Dataset excerpt:
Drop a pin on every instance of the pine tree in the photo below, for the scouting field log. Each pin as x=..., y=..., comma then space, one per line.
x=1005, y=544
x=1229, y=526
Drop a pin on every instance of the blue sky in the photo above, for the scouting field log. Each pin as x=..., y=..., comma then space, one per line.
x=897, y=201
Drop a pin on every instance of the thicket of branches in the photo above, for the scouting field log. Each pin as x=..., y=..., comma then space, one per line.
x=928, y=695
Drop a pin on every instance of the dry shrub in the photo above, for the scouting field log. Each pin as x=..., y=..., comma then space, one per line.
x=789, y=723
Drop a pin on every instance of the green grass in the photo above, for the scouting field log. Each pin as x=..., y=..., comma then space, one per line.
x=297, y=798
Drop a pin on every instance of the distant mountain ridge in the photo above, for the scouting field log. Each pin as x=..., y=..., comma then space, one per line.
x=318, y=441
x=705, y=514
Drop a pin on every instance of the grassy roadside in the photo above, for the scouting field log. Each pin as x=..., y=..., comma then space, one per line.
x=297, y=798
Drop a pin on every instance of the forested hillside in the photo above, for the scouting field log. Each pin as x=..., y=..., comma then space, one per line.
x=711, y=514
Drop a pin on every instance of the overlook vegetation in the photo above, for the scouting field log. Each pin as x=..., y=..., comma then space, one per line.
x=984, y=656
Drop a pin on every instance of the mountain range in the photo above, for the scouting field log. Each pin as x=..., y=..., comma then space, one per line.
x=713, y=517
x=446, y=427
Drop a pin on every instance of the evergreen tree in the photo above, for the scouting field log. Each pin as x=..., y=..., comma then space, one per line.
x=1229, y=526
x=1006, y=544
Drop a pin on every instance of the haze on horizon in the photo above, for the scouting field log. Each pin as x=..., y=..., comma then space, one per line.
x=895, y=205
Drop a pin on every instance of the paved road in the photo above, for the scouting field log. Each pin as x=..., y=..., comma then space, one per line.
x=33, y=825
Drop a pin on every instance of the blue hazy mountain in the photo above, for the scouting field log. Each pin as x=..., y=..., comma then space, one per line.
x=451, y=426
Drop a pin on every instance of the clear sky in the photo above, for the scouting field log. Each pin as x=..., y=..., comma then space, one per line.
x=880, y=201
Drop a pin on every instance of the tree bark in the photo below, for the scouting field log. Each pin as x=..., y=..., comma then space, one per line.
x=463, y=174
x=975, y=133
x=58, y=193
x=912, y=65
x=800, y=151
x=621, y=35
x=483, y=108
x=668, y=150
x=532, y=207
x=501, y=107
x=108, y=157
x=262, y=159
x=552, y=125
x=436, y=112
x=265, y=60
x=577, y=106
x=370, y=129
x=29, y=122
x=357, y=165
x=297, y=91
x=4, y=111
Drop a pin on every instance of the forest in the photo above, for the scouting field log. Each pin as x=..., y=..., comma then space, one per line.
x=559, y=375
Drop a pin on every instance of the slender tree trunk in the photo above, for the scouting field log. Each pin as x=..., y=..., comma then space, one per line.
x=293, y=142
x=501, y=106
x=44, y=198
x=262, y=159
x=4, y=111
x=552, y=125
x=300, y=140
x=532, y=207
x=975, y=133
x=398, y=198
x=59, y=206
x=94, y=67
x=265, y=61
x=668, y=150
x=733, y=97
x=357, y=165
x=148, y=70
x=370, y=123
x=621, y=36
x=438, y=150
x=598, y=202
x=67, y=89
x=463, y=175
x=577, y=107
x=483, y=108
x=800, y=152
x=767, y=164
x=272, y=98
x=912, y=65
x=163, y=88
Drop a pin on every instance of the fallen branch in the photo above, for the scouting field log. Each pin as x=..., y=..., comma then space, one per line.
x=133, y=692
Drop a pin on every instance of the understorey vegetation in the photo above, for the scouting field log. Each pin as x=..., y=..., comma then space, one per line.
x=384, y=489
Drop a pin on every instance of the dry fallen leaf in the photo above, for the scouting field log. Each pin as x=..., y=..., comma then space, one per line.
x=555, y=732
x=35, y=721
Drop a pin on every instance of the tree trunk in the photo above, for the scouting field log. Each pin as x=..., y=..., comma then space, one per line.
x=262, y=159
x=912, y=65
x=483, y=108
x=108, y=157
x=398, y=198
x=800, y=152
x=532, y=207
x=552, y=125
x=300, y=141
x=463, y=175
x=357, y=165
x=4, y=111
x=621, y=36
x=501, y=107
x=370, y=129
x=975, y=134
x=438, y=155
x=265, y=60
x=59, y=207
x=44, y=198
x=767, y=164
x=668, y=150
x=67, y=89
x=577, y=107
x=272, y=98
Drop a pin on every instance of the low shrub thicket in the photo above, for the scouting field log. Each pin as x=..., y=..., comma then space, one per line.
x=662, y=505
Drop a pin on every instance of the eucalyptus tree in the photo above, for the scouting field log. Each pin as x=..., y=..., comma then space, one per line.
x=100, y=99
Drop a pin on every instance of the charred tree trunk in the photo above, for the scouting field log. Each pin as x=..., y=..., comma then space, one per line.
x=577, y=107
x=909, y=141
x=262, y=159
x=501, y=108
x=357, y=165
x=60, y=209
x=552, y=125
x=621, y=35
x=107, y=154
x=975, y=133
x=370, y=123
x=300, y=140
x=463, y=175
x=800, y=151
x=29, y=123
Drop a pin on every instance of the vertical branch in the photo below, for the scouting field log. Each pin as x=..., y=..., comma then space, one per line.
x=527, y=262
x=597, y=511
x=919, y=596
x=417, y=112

● **Work to complete**
Can you rewrite every line of the entries above as a numbered list, leaving out any blank lines?

● **Output below**
1. Drop a pin on every instance of the pine tree in the photo below, for the scouting field log. Each pin as x=..., y=..., comma then space, one per line.
2. x=1005, y=544
3. x=1229, y=526
4. Drop a pin on every instance of the blue sky in the photo above, for the scouting field log. Each pin as x=..., y=..., comma then space, one per line.
5. x=897, y=201
6. Drop a pin on every instance of the thicket of branches in the photo above, for the scouting field log. Each pin as x=..., y=..., comma then space, one per line.
7. x=928, y=695
8. Drop a pin on every instance of the dry shrub in the photo above, for the scouting field log. Each pin as x=..., y=..., comma then space, one per line.
9. x=789, y=723
10. Drop a pin on every instance of the green grass in the photo above, for the scouting field log. Each pin as x=..., y=..., comma then space, one per line.
11. x=297, y=798
12. Drop a pin on every instance of the distant mountain ridge in the photo above, for the scouting field log. Each pin as x=..., y=..., comma then space, one per line.
13. x=318, y=441
14. x=705, y=514
15. Drop a pin on every instance of the grassy roadside in the photo above, for the scouting field log. Each pin as x=..., y=..., comma then space, one per line.
16. x=297, y=798
17. Drop a pin on every instance of the forested hillside in the photo above, for the scouting field log. Each pin as x=..., y=..., comma then space, one per line.
18. x=711, y=514
19. Drop a pin on every instance of the overlook vegetation in the photo above, for the scouting field log. Each pin as x=..., y=..., comma then space, one per line.
20. x=984, y=656
21. Drop a pin on every instance of the mountain range in the photo above, for the scouting field log. Each pin as x=..., y=..., comma then space, one per line.
22. x=713, y=517
23. x=446, y=427
24. Drop a pin on every instance of the evergreen tree in the photo above, for the scouting field log. Each pin as x=..., y=..., comma then space, one per line.
25. x=1229, y=526
26. x=1006, y=544
27. Drop a pin on every instance of the haze on horizon in the photo above, for the scouting field log. Each pin as x=..., y=..., comma then space, one per line.
28. x=895, y=205
29. Drop a pin on every instance of the paved road in the photo above, for the scouting field log. Each pin as x=..., y=..., comma then space, one per line.
30. x=33, y=825
31. Drop a pin on every instance of the blue hazy mountain in the photo above, for the scouting field log. Each pin as x=..., y=..., comma then space, one per line.
32. x=451, y=426
33. Drop a pin on every instance of the clear sky in the photo above, for the scouting field log. Each pin as x=..., y=..., comma then space, one per line.
34. x=880, y=201
35. Drop a pin on every instance of the tree bark in the photo below, for the scouting field log. Each pin as x=..., y=..., comma then space, one per line.
36. x=463, y=174
37. x=975, y=133
38. x=58, y=193
39. x=912, y=65
40. x=800, y=151
41. x=621, y=35
42. x=483, y=108
43. x=668, y=150
44. x=532, y=207
45. x=501, y=107
46. x=108, y=157
47. x=262, y=159
48. x=552, y=125
49. x=436, y=112
50. x=265, y=60
51. x=577, y=106
52. x=370, y=129
53. x=29, y=122
54. x=357, y=165
55. x=297, y=91
56. x=4, y=111
57. Drop a pin on every instance of the forest in the photo above, for the scouting field log. Each pin as x=..., y=..., comma then space, one per line.
58. x=559, y=375
59. Drop a pin on every instance of the slender tree trunk in the photo above, for the scouting field log. Each pin as x=..., y=..., comma then space, one per line.
60. x=293, y=142
61. x=501, y=106
62. x=44, y=198
63. x=262, y=159
64. x=4, y=111
65. x=552, y=125
66. x=300, y=140
67. x=532, y=207
68. x=975, y=133
69. x=398, y=198
70. x=59, y=206
71. x=94, y=67
72. x=265, y=61
73. x=668, y=150
74. x=733, y=97
75. x=357, y=165
76. x=148, y=70
77. x=370, y=123
78. x=621, y=36
79. x=438, y=150
80. x=598, y=202
81. x=67, y=89
82. x=463, y=175
83. x=577, y=107
84. x=483, y=108
85. x=800, y=152
86. x=767, y=164
87. x=272, y=98
88. x=912, y=65
89. x=163, y=88
90. Drop a pin on every instance of the fallen branch in the photo above, for the scouting field log. Each pin as x=..., y=..., comma then space, one per line.
91. x=133, y=692
92. Drop a pin on every instance of the understorey vegetation in the photo above, for the scouting field log. Each pin as x=..., y=..., comma then space, one per line.
93. x=384, y=489
94. Drop a pin on every instance of the dry fallen leaf in the photo above, for the scouting field log. Each pin as x=..., y=..., comma then space, one per line.
95. x=555, y=732
96. x=35, y=721
97. Drop a pin on every instance of the tree trunk in the photo above, for the scouting field log. Each pin as x=..., y=..., comma then space, one per line.
98. x=262, y=159
99. x=912, y=65
100. x=483, y=108
101. x=108, y=157
102. x=398, y=198
103. x=800, y=152
104. x=532, y=207
105. x=552, y=125
106. x=300, y=141
107. x=463, y=175
108. x=357, y=165
109. x=4, y=111
110. x=621, y=36
111. x=501, y=107
112. x=370, y=129
113. x=975, y=134
114. x=438, y=155
115. x=265, y=60
116. x=59, y=207
117. x=44, y=198
118. x=767, y=164
119. x=668, y=150
120. x=67, y=89
121. x=577, y=107
122. x=272, y=98
123. Drop a pin on every instance of the low shrub thicket in the photo above, for the scouting field log. Each pin as x=..., y=..., comma then space, one per line.
124. x=662, y=505
125. Drop a pin on every instance of the eucalyptus tree in the photo above, for the scouting field log. Each pin as x=..., y=..., comma then space, one per line.
126. x=100, y=99
127. Drop a pin on every instance of the charred tree trunk in the photo above, for the scouting field log. Each pin as x=..., y=..., comma then space, one per line.
128. x=577, y=107
129. x=909, y=141
130. x=262, y=159
131. x=501, y=108
132. x=357, y=165
133. x=60, y=209
134. x=552, y=125
135. x=621, y=35
136. x=107, y=154
137. x=975, y=133
138. x=370, y=123
139. x=300, y=140
140. x=463, y=175
141. x=800, y=151
142. x=29, y=123
143. Drop a pin on every instance of the vertical branch in the photo below, for the scouting field log. Each pin as x=..., y=..., comma then space, one per line.
144. x=527, y=262
145. x=597, y=511
146. x=919, y=596
147. x=417, y=112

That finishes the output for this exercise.